[Document section]
SRF Limited tanked over 12% on reporting 73% year-on-year (yoy) drop in net profit at Rs 22 crore for the first quarter ended June, due to mark-to-market loss of Rs 46 crore incurred by the company because of foreign exchange fluctuations. Net sales too dipped 3% at Rs 810 crore on y-o-y basis.
Tips Industries gained 4% after the board of Taurani Brothers-promoted movies and entertainment company approved the buyback of its shares at a maximum price of Rs 90 per share through an open market purchase.
Jubilant FoodWorks dipped over 4% after reporting a decline in operating margins and the same-store sales for the first quarter end June 2012.
Atul Limited rallied 4% after reporting a net profit of Rs 37.48 crore for the first quarter ended June 2012 as compared to the previous corresponding period, on the back of higher sales and foreign exchange gains.
Raymond Limited dipped 4% to Rs 336 after reporting a consolidated net loss of Rs 35 crore for the June-ended quarter against a net profit of Rs 11 crore a year ago, due to higher operational costs.
The broader indices were battered more as compared to benchmarks BSE Midcap and Smallcap indices ended down by over 2% each.
The market breadth ended dismal with 1,935 declining and 842 shares advancing in the BSE.

[Stated goal a] Update the stock market report, everything from "Tips Industries gained" down to "foreign exchange gains.", changing "reporting" to "posting".

[Records supplied]

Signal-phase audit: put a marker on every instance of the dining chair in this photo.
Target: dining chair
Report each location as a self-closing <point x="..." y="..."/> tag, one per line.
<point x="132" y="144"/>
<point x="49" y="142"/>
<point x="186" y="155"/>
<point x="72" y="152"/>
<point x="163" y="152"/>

[Stated goal b] Copy all of the records above word for word.

[Final answer a]
Tips Industries gained 4% after the board of Taurani Brothers-promoted movies and entertainment company approved the buyback of its shares at a maximum price of Rs 90 per share through an open market purchase.
Jubilant FoodWorks dipped over 4% after posting a decline in operating margins and the same-store sales for the first quarter end June 2012.
Atul Limited rallied 4% after posting a net profit of Rs 37.48 crore for the first quarter ended June 2012 as compared to the previous corresponding period, on the back of higher sales and foreign exchange gains.

[Final answer b]
Signal-phase audit: put a marker on every instance of the dining chair in this photo.
Target: dining chair
Report each location as a self-closing <point x="..." y="..."/> tag, one per line.
<point x="132" y="144"/>
<point x="49" y="142"/>
<point x="186" y="155"/>
<point x="72" y="152"/>
<point x="163" y="152"/>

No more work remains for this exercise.